§ Set exercise
Extract every line of the records below that contains the word "bird", matching case exactly.

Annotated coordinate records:
^^^^

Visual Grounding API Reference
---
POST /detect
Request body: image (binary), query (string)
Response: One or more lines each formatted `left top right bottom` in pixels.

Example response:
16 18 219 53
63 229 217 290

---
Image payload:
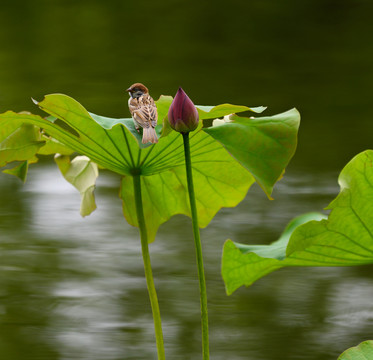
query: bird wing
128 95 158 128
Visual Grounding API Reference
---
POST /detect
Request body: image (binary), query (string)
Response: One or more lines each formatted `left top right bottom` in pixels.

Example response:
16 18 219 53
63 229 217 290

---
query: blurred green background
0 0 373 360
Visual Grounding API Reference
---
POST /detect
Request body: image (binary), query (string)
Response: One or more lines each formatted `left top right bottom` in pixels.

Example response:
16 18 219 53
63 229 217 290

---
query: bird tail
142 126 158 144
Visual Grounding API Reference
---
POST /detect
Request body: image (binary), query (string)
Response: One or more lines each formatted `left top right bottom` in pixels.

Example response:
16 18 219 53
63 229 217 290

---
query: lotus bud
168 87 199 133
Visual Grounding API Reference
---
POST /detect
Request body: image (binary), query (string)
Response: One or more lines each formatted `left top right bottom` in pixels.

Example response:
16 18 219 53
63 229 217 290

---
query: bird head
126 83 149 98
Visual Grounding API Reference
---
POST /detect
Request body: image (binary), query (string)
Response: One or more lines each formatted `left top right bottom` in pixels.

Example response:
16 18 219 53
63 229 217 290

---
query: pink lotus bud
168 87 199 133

^^^^

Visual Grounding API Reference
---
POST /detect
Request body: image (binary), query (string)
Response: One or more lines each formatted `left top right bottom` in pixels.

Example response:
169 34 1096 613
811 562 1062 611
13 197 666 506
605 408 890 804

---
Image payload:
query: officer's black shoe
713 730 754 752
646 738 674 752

^^^^

§ Task result
query: bird wing
query: bird tail
query: bird head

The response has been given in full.